**EXTRACTED MATERIAL**
:::::
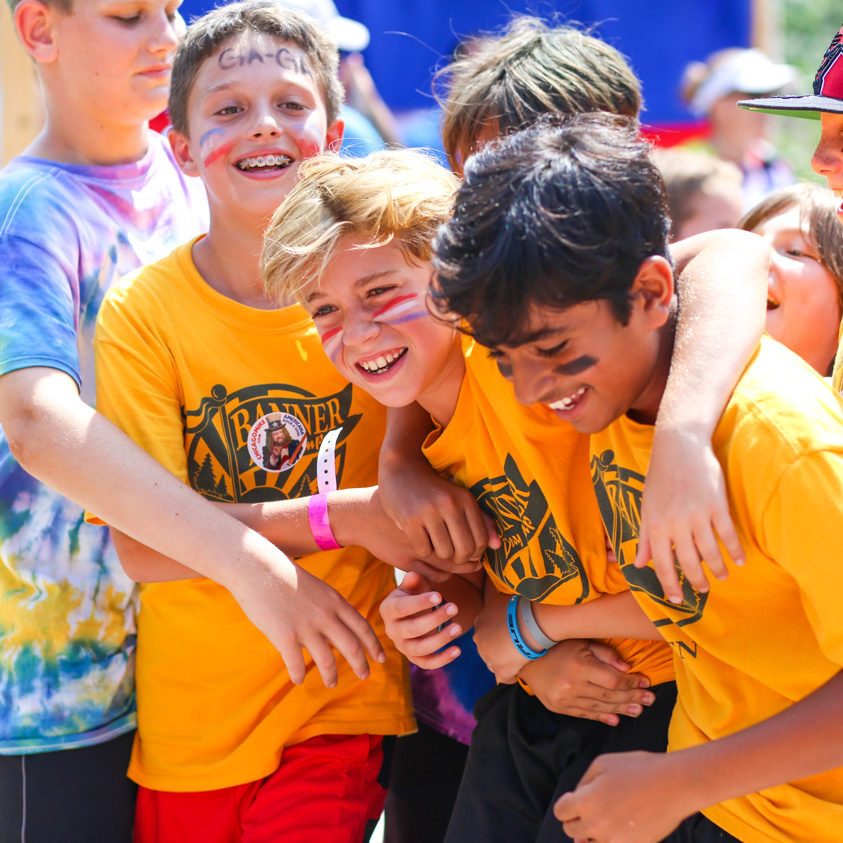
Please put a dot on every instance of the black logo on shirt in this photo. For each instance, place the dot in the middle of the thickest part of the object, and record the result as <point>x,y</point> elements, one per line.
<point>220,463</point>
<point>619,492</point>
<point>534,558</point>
:::::
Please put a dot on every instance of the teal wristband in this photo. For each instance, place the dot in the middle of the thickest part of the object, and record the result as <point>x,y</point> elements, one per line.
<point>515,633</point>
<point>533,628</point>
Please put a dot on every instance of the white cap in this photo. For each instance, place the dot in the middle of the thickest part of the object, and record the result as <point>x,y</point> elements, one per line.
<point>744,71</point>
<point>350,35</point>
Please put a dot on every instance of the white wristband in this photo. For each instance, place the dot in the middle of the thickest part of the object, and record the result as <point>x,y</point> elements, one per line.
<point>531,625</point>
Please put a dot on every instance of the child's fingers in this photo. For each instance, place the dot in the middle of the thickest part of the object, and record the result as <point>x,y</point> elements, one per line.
:::::
**EXERCISE DIRECTIONS**
Beginning with the line containing "Please put a dot on every instance of the teal" and ending with the line containing "Please put a dot on every instance of the child's", extract those lines exactly from the listing above, and only those.

**TASK OUTPUT**
Please put a dot on every instance of the teal wristband in this photo. For each instance, place the dot in the middle of the thickest part of the object, and record the result as <point>x,y</point> elements, one per line.
<point>515,633</point>
<point>533,628</point>
Please put a dot on every instance of the white cap in this photo. For each instance, place the dot in the middle of the thickest part of the object, and record the result as <point>x,y</point> elements, one per line.
<point>744,71</point>
<point>350,35</point>
Please put a dot on every instance of the white wristband in this photo. For each instance, place the dot in the middle of the thickest part of the object, and record the result as <point>x,y</point> elements, one per line.
<point>531,625</point>
Please put a dot on every instance of the child's fingers in this photo. For each instance, place the dot in the middle of the thickest part of the object, and record the result as <point>x,y</point> elements, one per line.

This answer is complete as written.